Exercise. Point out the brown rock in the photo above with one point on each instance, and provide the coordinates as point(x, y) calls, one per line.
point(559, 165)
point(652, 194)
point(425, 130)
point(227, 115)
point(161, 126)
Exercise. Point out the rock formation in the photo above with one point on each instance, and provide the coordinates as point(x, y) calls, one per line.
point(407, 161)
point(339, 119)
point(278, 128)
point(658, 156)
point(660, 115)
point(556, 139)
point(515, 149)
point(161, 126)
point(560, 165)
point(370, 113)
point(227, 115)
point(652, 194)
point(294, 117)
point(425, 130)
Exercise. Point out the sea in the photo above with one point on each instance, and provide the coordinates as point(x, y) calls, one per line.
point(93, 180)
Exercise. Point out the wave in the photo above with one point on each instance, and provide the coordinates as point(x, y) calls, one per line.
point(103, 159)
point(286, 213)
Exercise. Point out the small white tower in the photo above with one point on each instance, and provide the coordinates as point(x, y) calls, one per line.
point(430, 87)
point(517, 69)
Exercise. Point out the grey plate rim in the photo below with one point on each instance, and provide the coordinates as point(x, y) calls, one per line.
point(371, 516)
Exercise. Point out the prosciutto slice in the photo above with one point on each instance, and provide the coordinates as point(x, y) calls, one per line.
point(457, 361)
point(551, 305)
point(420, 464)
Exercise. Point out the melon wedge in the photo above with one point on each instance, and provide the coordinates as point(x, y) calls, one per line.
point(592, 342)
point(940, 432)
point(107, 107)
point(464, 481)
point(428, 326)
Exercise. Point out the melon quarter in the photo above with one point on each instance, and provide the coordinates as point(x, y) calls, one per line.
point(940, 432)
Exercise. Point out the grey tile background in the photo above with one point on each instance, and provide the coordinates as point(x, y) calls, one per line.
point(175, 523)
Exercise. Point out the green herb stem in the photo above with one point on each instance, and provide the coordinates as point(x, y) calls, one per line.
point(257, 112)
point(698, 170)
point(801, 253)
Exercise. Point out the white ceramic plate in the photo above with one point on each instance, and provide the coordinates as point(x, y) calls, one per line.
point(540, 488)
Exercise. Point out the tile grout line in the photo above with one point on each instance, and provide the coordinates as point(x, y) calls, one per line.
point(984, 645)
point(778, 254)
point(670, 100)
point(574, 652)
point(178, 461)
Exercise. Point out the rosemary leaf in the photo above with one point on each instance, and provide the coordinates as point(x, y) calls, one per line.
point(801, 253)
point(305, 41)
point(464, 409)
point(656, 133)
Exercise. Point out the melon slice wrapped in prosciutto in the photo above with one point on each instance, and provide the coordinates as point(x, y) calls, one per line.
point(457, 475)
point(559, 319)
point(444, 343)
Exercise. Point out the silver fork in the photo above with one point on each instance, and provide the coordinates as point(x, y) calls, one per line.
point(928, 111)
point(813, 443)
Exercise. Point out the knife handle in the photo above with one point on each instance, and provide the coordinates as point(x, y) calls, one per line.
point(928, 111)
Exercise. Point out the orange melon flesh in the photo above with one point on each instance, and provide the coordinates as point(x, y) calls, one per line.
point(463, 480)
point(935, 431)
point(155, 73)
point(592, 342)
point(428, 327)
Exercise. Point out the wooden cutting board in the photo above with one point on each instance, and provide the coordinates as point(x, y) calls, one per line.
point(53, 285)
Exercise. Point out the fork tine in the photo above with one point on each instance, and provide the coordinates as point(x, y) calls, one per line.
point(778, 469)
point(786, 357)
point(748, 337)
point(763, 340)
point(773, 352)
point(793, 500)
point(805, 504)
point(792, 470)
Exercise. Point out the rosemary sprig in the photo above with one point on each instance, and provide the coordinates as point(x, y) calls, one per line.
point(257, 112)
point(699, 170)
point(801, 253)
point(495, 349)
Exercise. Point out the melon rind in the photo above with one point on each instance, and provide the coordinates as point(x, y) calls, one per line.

- _Exercise aim_: Take the part that opens with the line containing "Exercise. Point out the tile" and closes with the line containing "point(428, 327)", and write out only those lines again, substituting "steel fork" for "silver fork" and changing nothing else.

- _The output_:
Exercise. Point out the tile grout line in the photo above with one point on each instance, and provide the coordinates as point(x, y) calls, one per line.
point(984, 645)
point(778, 254)
point(670, 100)
point(574, 652)
point(178, 461)
Exercise. Point out the rosemary leaf in the photo above with one point on each instance, and provide the coordinates as point(x, y) calls, one per line.
point(801, 253)
point(305, 41)
point(464, 409)
point(656, 133)
Exercise. Point out the melon slice wrapped in prosciutto in the photo above with one point on each instance, and provide the coordinates as point(x, y) calls, one per line.
point(457, 475)
point(559, 319)
point(444, 343)
Exercise. Point out the steel fork in the photo above with one point on each instance, and provide the coordinates as point(x, y) calls, one per line.
point(928, 111)
point(813, 443)
Exercise. Point out the knife handle in the photo above with one point on each instance, and provide the coordinates as point(x, y) calls, one per line.
point(928, 111)
Exercise. Point out the orange melon flesh in the photo above with one point on each instance, and provide the coordinates as point(x, y) calls, one per line.
point(463, 480)
point(935, 431)
point(155, 73)
point(592, 342)
point(428, 327)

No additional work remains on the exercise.